* START Data shown *

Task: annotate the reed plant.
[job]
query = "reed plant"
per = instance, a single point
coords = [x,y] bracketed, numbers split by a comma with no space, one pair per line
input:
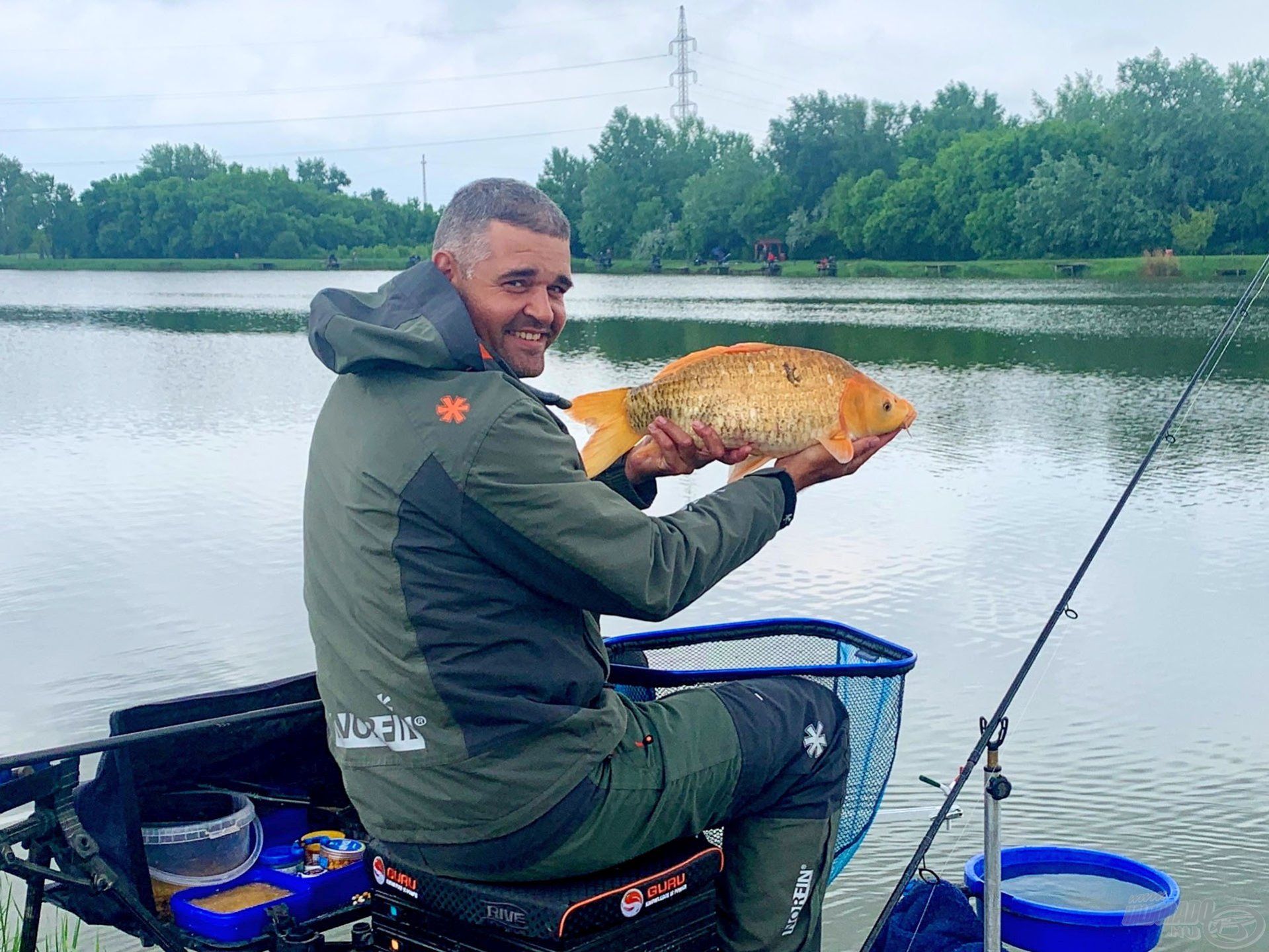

* END Data shown *

Return each line of the items above verbatim, omitting the pictures.

Task result.
Task: annotate the reed plant.
[job]
query = "reed plant"
per = instance, a single point
coords = [x,y] bracketed, numbers split by a comma with no space, one pair per line
input:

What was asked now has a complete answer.